_SHORT TASK:_ Please output all of the records below as a two-column CSV with the columns request and answer. Give one row for each request, put each field in double quotes, turn line breaks into spaces, and leave out the pictures.

_GIVEN RECORDS:_
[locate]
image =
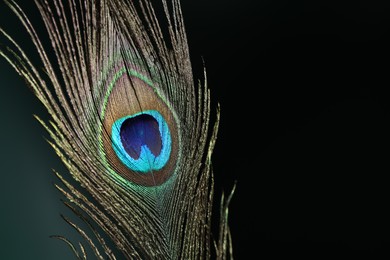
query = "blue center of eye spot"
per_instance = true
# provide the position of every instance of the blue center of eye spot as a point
(142, 141)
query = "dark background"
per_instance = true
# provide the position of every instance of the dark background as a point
(303, 88)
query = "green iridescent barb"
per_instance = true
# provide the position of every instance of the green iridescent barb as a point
(130, 125)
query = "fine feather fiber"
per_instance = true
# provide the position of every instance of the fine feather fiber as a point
(131, 125)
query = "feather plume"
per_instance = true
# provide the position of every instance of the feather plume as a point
(130, 125)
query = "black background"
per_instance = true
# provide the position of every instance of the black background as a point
(303, 89)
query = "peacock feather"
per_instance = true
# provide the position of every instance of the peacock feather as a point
(129, 123)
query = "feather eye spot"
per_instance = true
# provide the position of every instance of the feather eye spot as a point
(142, 141)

_ANSWER FOR THE TASK:_
request,answer
"[locate] image = query = ""blue center of eye spot"" per_instance = true # provide the position of every instance of the blue center of eye spot as a point","(142, 141)"
"query = ""dark background"" per_instance = true # provide the position of every instance of the dark background as a point","(303, 88)"
"query = ""green iridescent barb"" per_instance = true # provide the position of every instance of the green iridescent barb as a point","(130, 125)"
"query = ""fine feather fiber"" per_instance = true # provide the position of every instance of the fine feather fiber as a point","(131, 125)"
"query = ""feather plume"" per_instance = true # provide the position of every instance of the feather plume as a point","(130, 125)"
"query = ""black background"" per_instance = true # provide the position of every instance of the black background as a point","(303, 89)"
"query = ""peacock feather"" per_instance = true # provide the position of every instance of the peacock feather as a point","(129, 123)"
"query = ""feather eye spot"" per_instance = true # provide the position of every instance of the feather eye spot as a point","(142, 141)"